| Document passage |

◆ ◆ ◆

# Socionics Facebook Groups



## cyamitide (Jul 8, 2010)

This is a list of the currently active socionics facebook groups. Some of these groups have google hangouts happening every couples of weeks, so if you'd like to discuss socionics live join in!


Socionics International - https://www.facebook.com/groups/339434052825361/
London Classical Socionics Society - https://www.facebook.com/groups/londonsocionicssociety/
Socionics dating group - https://www.facebook.com/groups/483182698461847/

(most of these groups have low activity except for the IEI-SLE group, which is where most people hang out)
LII-ESE group - https://www.facebook.com/groups/637927229570789/
SEI-ILE group - https://www.facebook.com/groups/513195272076072/
EIE-LSI group - https://www.facebook.com/groups/584240578290479/
IEI-SLE group - https://www.facebook.com/groups/IEISLE/
ESI-LIE group - https://www.facebook.com/groups/144167452439913/
ILI-SEE group - https://www.facebook.com/groups/159718304209793/
EII-LSE group - https://www.facebook.com/groups/152653944921410/
IEE-SLI group - https://www.facebook.com/groups/136180576579475/


----------



## cyamitide (Jul 8, 2010)

world socionics society so far has the largest active user base

many are posting up their videos and getting themselves typed in this group


----------



## The Exception (Oct 26, 2010)

Any socionics groups that are not on Facebook? I'd like a group where I can preserve my anonymity.


----------



## cyamitide (Jul 8, 2010)

Fractals and Pterodactyls said:


> Any socionics groups that are not on Facebook? I'd like a group where I can preserve my anonymity.


I don't know of any. 16types has a forum chatbox and out-of-forum tinychat room attended by a group of regulars that populate that forum, but the conversation that happens there is mostly social with only some discussion about socionics.

If you'd like to preserve your anonymity, you can create an alternative account using a random name or shortened nick and check the groups a few times a week like newsletter. I know many don't like FB because of concern that their private information won't be so private any more, but there is no need to sign up with your full real name, d.o.b. and other personal information on Facebook. It's much like joining a forum.


----------



## cyamitide (Jul 8, 2010)

The Exception said:


> Any socionics groups that are not on Facebook? I'd like a group where I can preserve my anonymity.


You can actually get an account with Facebook that's not under your real name and post with it. This way you can keep your privacy.


----------



## cyamitide (Jul 8, 2010)

New FB facebook group has opened up for general socionics discussion. The atmosphere is very relaxed, no battletyping, forced opinions, or groupthink. Check them out: https://www.facebook.com/groups/1546362349012193/


----------



## Sylas (Jul 23, 2016)

The Exception said:


> I'd like a group where I can preserve my anonymity.


you can always register with a modified name and birthdate, it's a bad idea to leave those on the internet anyhow


----------

◆ ◆ ◆

| Directives |
A: Retype the part of the socionics groups thread starting with "Fractals and Pterodactyls" and going on through "discussion about socionics.".
B: Answer these questions from the socionics groups thread:
(i) Which of the listed pair groups is named as the one where most people hang out?
(ii) Which group is said to have the largest active user base so far?
(iii) What kind of conversation mostly happens in the 16types chatbox and tinychat room?
The items that come next are not needed for any of this work.

◆ ◆ ◆

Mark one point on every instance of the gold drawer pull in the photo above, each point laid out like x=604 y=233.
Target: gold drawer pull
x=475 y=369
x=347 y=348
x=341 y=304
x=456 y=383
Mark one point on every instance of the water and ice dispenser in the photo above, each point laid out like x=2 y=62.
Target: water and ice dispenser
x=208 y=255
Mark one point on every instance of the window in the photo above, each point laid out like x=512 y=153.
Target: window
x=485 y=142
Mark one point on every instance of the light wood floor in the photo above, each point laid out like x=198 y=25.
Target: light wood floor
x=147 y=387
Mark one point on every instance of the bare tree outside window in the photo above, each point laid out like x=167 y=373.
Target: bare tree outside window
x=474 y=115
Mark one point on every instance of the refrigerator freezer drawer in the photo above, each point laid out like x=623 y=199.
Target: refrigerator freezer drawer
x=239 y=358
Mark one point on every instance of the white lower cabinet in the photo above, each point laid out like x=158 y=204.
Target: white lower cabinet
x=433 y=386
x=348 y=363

◆ ◆ ◆

| Per-task outputs |
A:
Fractals and Pterodactyls said:


> Any socionics groups that are not on Facebook? I'd like a group where I can preserve my anonymity.


I don't know of any. 16types has a forum chatbox and out-of-forum tinychat room attended by a group of regulars that populate that forum, but the conversation that happens there is mostly social with only some discussion about socionics.

B:
(i) The IEI-SLE group.
(ii) World socionics society.
(iii) Mostly social conversation, with only some discussion about socionics.